◆ Problems to work on
1. In the text below about seizures in Chinook dogs, what food is reported as an interesting trigger?
2. Resume the text about seizures in Chinook dogs after its last sentence.
*** Opening of Text ***
Chinooks are smart and intuitive canines. They can be so in tune with our feelings that they will easily pick up on our emotional state. If it looks like your Chinook is having one of the "seizures" described in Dr. O'Brien's article found at http://www.canine-epilepsy.net/Chinook/chinook.html,
for your dog's sake, take a deep breath and stay calm!
What to do if your Chinook Dog
experiences a seizure event?
This article includes some tips that might help if your dog experiences
a Chinook "seizure".
While some Chinooks experience brief episodes that last only a few minutes, other Chinooks may have symptoms that continue for hours. The same dog may have both short and long events. Tailor these tips according to the length of the individual episode, and always consult your vet!
Triggers and Therapies
In a member survey conducted by the Paroxysmal Dystonias and Dyskinesias Network, the majority of respondents said that rest makes their symptoms temporarily better. Responses to what makes symptoms worse included being tired, stress, walking or exercise, a startle or sudden loud noise, initiating movement, and being overheated.
If you have identified what might have brought on the episode (known as the trigger), remove your dog from the trigger if possible. Some reported triggers in the Chinook include hard play, running, exercise, excitement, heat, loud noises, visitors, dietary changes, and interestingly: potatoes!
Relaxing your Chinook might help to lessen the duration of an episode or severity of the symptoms. Gentle massage (muscles can be very tense) and calming remedies such as Rescue Remedy or Calming Essence might be beneficial.
*** Close of Text ***
*** Opening of Recorded information ***
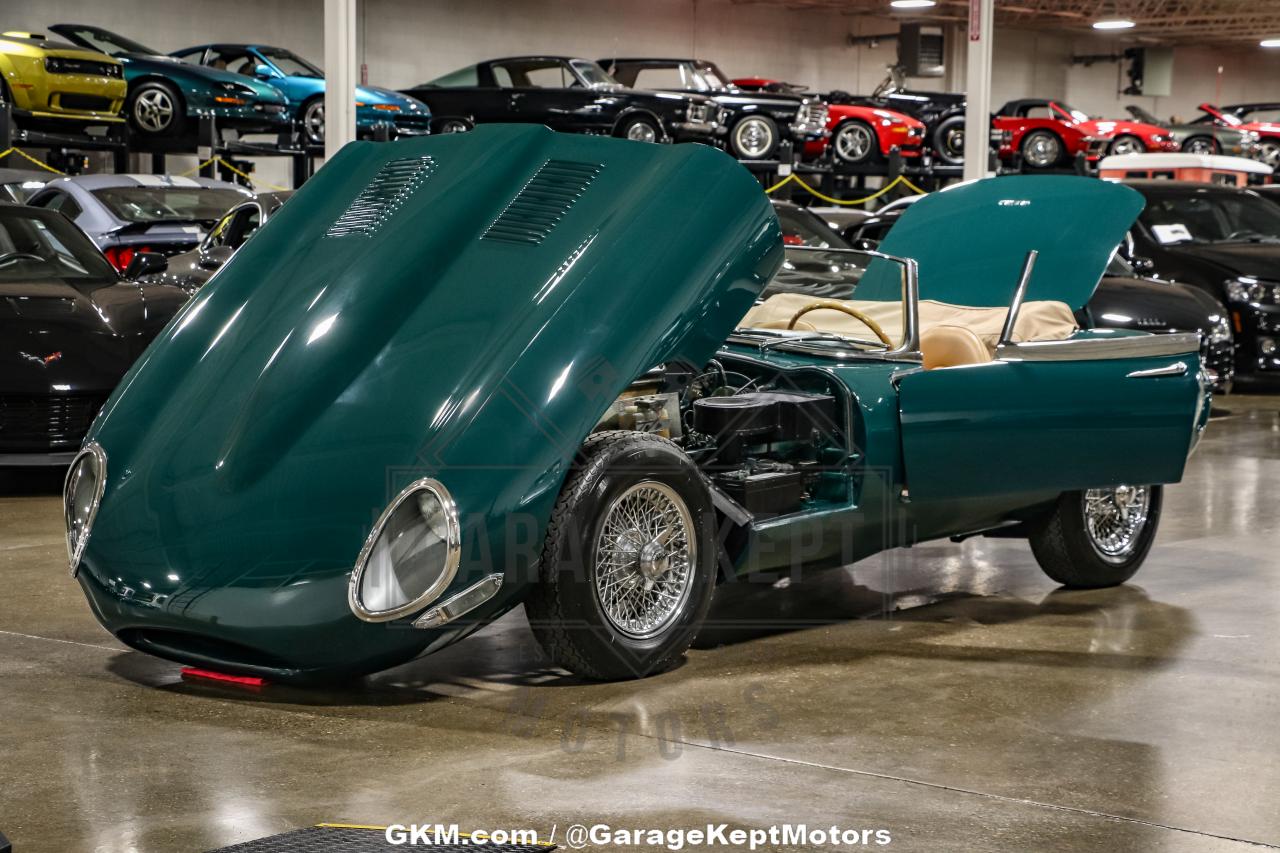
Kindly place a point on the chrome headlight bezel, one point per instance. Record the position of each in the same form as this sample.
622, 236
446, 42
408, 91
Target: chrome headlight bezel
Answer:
94, 454
453, 553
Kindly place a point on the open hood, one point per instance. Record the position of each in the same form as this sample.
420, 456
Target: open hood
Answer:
462, 306
970, 240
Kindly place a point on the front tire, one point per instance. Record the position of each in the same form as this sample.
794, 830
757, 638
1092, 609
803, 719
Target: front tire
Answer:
949, 140
312, 119
855, 142
1097, 537
1042, 150
155, 110
754, 137
629, 564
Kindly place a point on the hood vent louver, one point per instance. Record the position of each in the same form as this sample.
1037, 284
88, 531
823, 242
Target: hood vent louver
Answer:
543, 201
393, 183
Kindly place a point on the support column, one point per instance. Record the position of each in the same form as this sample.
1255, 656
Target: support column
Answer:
341, 71
977, 124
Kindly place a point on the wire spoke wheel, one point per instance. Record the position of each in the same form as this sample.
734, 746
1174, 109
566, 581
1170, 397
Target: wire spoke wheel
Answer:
753, 137
854, 142
1114, 519
154, 110
644, 559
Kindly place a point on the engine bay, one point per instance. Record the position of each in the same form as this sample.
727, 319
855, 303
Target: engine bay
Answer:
773, 442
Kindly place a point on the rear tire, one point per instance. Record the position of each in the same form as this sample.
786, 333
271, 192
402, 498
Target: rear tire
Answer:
1104, 546
947, 140
629, 564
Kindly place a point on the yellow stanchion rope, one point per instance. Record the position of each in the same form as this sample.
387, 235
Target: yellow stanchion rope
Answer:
795, 178
23, 154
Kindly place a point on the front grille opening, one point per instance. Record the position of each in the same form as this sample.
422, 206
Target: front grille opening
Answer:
32, 423
186, 648
384, 195
542, 203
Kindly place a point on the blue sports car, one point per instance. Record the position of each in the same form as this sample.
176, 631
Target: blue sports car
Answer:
302, 85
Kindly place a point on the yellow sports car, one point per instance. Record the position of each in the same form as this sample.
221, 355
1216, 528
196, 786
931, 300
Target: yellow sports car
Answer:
51, 82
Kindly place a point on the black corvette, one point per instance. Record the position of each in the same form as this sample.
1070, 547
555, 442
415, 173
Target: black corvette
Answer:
565, 94
755, 122
1226, 242
69, 329
1123, 300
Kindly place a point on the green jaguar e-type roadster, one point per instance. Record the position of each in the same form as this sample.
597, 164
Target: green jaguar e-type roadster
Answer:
464, 373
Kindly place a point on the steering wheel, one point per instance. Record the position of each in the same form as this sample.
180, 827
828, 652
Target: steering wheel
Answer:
851, 311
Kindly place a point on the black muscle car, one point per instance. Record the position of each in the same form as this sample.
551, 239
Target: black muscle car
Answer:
755, 122
69, 329
565, 94
1226, 242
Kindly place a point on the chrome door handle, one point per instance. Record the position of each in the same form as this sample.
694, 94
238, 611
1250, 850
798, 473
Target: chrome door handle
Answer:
1176, 369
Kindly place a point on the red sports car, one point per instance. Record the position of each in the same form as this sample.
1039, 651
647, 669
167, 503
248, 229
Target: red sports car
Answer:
1050, 133
855, 133
1269, 132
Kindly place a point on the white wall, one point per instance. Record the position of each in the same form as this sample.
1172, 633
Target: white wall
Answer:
408, 41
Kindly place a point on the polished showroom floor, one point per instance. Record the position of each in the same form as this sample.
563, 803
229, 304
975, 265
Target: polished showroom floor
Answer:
949, 694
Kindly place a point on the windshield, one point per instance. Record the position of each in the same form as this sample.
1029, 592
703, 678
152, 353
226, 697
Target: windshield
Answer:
106, 41
36, 245
1212, 218
1070, 113
803, 228
168, 204
289, 63
593, 73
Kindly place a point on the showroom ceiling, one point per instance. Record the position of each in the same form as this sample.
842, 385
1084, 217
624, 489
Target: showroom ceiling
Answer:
1156, 21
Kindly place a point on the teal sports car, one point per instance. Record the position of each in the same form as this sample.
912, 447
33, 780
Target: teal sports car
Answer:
302, 83
168, 96
467, 372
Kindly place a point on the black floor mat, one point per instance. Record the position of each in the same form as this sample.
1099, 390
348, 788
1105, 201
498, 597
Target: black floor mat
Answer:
333, 839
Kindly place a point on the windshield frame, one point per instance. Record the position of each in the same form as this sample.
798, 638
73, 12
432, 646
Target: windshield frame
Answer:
105, 196
810, 342
106, 36
99, 270
1220, 211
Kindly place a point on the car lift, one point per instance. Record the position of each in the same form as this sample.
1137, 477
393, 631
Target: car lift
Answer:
65, 150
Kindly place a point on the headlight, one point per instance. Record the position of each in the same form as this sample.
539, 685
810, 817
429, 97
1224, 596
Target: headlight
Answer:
1246, 288
81, 497
1220, 331
410, 556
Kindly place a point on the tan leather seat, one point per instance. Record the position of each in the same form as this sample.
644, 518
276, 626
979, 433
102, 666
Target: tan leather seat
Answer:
951, 346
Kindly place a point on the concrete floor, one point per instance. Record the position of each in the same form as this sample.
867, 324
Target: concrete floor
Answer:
949, 694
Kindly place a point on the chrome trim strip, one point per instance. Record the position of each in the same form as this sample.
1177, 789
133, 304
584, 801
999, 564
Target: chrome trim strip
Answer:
1006, 334
452, 559
1101, 349
462, 603
1176, 369
77, 551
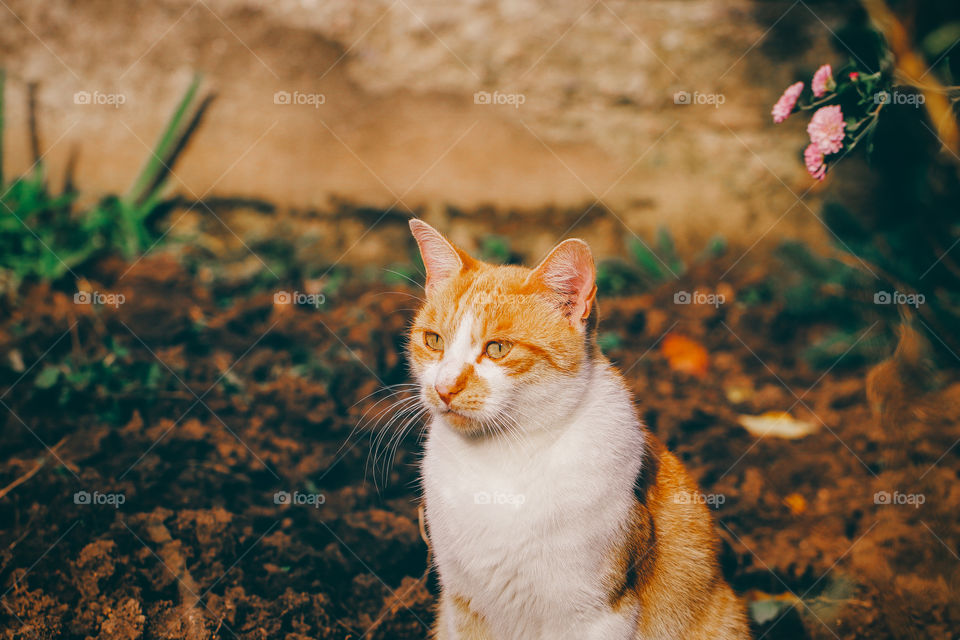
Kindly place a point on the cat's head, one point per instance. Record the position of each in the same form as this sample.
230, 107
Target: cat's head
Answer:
496, 348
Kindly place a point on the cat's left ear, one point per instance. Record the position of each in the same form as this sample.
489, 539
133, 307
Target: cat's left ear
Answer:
441, 259
569, 272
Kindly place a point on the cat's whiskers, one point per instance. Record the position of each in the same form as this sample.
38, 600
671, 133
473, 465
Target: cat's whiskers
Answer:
392, 413
410, 410
393, 391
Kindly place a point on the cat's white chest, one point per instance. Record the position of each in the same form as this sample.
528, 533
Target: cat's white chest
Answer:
525, 538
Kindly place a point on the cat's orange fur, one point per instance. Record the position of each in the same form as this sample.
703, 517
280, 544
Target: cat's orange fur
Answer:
665, 565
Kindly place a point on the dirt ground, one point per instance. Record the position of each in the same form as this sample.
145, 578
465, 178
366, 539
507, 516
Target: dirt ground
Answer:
225, 400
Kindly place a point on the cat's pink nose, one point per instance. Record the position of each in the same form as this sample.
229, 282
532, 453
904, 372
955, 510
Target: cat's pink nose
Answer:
447, 390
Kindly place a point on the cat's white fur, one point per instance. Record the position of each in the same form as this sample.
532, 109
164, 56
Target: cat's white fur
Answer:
522, 525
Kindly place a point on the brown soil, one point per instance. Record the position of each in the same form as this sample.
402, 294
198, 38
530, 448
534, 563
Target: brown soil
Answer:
201, 549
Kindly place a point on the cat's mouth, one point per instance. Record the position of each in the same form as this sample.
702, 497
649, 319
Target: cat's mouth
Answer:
459, 420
*** Close of Recorded information ***
◆ Results in order
1. Potatoes.

2.
Honey or soft vanilla ice cream (sugar plus calcium) can provide a needed energy boost during or just after an episode. A little food and water can be offered also if your dog seems interested. Chinooks with this disorder don't generally loose bowel or bladder control; so after an episode and when your dog is moving okay, give them the opportunity for a potty break.
Allow your Chinook dog time to rebound at his or her own pace.
Some Chinooks will want rest, whereas others will show no noticeable side effects
and will be raring to go.
Tips Toward a Cure
Time the episode.
Film the episode.
Take notes - Try to find a pattern and identify your dog's triggers.
Test for causes - See your vet or a veterinary neurologist.
Talk with your breeder.
Participate in ongoing genetic studies for the Chinook.
Encourage owners with family members to also particpate.
Safe and Quiet
A safe and quiet spot is best for your Chinook while he or she is having an episode. Talk to your dog in a calm voice, pet him, and stay with him until the symptoms pass. In long episodes some Chinooks start to act better, try to walk, and then get worse. Some dogs will stagger if allowed to walk. At some point your dog will likely want to move toward you. It's important to make sure your dog's environment is safe! Stairs, open water, sharp objects, even furniture can all cause injury, so assist your dog well away from such risks and help him or her to lie down in as comfortable a spot as possible.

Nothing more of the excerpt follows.